**Records shown**

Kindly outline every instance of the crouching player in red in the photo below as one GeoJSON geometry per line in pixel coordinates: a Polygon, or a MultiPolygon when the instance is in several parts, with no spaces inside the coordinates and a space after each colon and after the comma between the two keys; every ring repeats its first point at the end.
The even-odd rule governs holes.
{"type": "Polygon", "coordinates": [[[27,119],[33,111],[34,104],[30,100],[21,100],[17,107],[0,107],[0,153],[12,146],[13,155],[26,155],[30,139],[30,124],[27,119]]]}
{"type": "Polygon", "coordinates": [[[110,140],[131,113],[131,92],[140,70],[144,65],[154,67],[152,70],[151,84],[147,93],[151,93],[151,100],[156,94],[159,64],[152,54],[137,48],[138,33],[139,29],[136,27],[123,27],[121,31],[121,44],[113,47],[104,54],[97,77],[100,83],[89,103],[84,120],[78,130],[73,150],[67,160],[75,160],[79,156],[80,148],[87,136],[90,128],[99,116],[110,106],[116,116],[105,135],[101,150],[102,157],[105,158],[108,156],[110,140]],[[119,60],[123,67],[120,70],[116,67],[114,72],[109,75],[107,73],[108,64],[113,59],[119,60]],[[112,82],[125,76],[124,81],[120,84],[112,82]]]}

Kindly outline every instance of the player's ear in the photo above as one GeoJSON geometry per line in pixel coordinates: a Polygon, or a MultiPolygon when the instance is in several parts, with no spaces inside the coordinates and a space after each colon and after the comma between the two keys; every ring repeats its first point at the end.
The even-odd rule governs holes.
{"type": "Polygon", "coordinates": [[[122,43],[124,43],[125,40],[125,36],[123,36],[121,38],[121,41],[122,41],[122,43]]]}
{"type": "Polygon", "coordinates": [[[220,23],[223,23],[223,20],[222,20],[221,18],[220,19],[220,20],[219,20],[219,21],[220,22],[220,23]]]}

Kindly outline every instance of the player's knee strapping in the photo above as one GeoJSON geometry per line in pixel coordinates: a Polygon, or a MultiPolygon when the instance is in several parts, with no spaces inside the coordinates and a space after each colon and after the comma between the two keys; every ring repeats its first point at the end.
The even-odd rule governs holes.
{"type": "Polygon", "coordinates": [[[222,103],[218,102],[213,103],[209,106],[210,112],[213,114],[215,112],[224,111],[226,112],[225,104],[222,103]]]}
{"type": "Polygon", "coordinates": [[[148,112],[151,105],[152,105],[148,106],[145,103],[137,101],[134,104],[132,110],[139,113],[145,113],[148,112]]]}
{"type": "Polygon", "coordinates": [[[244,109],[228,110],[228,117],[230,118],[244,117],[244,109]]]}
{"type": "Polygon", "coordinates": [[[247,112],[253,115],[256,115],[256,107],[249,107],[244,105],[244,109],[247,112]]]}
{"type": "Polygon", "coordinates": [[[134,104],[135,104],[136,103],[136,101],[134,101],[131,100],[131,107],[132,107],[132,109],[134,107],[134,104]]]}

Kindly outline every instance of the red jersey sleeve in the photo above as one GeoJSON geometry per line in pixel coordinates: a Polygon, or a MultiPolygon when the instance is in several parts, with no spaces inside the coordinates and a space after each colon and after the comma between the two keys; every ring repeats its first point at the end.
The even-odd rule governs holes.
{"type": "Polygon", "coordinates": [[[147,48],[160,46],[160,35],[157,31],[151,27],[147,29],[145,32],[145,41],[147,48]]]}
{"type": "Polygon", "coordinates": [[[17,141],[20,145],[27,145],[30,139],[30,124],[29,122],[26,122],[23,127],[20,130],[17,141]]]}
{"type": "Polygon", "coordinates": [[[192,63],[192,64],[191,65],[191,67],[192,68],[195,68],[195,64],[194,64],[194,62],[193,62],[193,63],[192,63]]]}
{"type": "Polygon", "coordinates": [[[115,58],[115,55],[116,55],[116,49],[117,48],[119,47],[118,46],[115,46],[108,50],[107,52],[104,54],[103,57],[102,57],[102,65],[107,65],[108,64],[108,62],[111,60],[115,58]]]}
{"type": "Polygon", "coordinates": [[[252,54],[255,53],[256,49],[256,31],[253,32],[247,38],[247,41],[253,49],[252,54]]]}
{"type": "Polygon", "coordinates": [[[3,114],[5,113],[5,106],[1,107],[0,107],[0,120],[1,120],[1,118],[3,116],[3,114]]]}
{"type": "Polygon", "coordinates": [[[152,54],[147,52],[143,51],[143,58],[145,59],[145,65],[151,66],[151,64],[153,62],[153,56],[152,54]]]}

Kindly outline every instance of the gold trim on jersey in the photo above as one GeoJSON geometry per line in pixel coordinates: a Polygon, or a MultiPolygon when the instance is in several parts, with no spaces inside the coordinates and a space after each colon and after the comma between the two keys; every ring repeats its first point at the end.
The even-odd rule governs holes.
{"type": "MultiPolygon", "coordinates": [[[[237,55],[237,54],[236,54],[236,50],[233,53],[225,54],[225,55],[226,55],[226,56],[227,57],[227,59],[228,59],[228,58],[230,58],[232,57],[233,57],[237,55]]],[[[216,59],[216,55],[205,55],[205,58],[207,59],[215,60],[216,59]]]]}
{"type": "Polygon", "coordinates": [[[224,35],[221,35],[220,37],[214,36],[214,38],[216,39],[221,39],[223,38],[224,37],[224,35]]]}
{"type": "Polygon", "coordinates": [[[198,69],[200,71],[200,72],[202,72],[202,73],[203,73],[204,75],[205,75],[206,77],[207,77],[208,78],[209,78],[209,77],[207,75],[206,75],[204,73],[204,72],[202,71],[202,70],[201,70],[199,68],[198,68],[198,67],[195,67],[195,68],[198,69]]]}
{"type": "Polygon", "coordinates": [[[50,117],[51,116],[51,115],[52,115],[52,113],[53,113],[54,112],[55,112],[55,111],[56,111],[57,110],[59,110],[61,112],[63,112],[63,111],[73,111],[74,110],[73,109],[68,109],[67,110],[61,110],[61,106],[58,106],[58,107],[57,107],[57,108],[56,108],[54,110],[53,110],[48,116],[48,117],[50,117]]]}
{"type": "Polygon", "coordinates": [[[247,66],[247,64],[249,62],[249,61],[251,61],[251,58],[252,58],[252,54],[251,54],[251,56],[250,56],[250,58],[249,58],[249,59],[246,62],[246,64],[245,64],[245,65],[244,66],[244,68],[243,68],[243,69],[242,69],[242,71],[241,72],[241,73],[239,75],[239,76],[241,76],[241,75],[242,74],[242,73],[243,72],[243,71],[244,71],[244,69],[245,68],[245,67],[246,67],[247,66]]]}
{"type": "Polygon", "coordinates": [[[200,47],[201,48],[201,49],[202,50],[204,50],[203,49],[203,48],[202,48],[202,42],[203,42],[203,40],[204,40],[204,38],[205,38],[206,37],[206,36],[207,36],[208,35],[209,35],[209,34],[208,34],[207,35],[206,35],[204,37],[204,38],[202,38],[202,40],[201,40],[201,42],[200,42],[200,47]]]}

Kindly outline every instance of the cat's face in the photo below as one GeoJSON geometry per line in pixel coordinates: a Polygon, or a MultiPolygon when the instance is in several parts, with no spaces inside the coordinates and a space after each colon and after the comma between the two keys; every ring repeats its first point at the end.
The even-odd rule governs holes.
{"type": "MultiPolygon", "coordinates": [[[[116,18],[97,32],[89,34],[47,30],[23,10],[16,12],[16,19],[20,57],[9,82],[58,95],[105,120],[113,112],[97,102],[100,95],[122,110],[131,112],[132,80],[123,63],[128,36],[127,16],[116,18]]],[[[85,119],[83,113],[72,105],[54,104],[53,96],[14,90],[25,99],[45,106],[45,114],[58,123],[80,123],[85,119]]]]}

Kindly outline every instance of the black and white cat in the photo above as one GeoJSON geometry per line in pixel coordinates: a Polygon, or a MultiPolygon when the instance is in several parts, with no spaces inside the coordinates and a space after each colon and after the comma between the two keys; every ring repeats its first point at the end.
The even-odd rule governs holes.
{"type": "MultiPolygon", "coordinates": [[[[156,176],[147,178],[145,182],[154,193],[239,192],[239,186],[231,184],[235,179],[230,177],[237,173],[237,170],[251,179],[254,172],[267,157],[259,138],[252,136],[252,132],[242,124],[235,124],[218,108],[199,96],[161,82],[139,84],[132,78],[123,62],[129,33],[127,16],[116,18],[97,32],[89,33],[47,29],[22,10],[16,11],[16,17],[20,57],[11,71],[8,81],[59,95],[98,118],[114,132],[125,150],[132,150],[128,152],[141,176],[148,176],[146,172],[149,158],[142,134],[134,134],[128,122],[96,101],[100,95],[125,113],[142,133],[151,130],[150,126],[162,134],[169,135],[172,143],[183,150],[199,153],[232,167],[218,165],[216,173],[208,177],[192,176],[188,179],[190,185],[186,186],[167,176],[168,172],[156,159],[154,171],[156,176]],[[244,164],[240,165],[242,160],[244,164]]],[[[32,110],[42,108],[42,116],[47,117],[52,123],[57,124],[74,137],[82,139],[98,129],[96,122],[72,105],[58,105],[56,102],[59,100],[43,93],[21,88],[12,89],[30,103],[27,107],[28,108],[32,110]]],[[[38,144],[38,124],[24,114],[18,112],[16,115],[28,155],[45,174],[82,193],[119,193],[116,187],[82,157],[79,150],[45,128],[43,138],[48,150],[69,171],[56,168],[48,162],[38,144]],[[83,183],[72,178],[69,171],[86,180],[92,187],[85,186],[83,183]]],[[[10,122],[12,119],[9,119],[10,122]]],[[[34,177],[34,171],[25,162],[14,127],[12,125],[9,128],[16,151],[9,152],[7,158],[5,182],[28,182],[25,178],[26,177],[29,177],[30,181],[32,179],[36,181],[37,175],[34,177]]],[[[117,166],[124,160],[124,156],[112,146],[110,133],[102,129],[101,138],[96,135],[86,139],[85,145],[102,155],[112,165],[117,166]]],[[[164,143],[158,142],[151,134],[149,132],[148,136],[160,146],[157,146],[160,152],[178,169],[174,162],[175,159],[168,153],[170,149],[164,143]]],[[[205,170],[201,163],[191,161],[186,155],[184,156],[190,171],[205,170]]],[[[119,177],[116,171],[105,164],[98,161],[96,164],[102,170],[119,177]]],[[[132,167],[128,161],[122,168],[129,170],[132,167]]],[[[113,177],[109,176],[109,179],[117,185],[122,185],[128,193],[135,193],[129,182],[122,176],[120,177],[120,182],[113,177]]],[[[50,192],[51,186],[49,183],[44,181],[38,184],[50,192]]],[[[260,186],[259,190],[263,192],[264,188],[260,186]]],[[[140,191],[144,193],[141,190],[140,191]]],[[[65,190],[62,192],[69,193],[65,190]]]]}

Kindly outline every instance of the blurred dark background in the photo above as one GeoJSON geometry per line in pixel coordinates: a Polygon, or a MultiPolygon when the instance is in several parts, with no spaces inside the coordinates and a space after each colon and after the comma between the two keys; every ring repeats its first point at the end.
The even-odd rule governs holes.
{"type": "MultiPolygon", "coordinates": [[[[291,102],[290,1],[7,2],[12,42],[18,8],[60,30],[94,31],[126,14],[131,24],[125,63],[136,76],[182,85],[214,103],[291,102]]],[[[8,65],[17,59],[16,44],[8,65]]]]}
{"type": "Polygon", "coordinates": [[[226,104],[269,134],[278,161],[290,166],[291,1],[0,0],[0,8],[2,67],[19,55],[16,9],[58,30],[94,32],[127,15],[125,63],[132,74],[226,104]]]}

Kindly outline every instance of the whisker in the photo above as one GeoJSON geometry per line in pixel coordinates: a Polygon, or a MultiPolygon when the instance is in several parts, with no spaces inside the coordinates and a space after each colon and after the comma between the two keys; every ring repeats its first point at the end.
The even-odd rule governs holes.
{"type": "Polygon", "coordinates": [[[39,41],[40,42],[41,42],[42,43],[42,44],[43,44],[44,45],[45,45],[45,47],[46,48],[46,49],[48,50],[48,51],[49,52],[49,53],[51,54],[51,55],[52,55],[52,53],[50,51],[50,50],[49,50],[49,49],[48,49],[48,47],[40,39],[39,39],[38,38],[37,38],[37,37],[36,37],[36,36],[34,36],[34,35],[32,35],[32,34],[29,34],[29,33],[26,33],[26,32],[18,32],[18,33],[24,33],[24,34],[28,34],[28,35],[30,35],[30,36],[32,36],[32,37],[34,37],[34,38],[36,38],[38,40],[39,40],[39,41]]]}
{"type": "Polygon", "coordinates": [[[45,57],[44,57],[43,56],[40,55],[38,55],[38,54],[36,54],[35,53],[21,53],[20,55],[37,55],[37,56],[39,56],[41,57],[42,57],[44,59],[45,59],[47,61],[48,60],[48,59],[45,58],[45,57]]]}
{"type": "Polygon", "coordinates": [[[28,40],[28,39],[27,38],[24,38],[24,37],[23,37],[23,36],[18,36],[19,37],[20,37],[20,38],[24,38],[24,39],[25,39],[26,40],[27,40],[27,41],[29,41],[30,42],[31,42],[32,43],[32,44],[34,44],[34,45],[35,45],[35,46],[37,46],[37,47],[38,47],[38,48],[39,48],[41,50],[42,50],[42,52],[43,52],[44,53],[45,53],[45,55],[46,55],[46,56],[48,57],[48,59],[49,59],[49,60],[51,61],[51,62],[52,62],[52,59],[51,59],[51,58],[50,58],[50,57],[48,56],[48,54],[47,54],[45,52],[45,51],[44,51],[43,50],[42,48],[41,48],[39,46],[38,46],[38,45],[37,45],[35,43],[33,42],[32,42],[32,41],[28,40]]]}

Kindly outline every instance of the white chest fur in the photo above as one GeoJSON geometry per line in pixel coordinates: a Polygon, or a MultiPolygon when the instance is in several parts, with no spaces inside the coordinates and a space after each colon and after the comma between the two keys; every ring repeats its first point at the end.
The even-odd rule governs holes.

**Written problem**
Can you rewrite the data starting with the line containing "Kindly outline every instance of the white" and going on through the end, with "chest fur" replaced by "belly fur" and nothing else changed?

**The answer**
Kindly outline every instance of the white belly fur in the photo above as one GeoJSON geometry per line in pixel coordinates: a Polygon, or a MultiPolygon when the instance is in several parts, with no spaces inside the coordinates and a space after each colon and after the comma between the two keys; every ring repeats its first point at the end.
The even-odd rule governs holes.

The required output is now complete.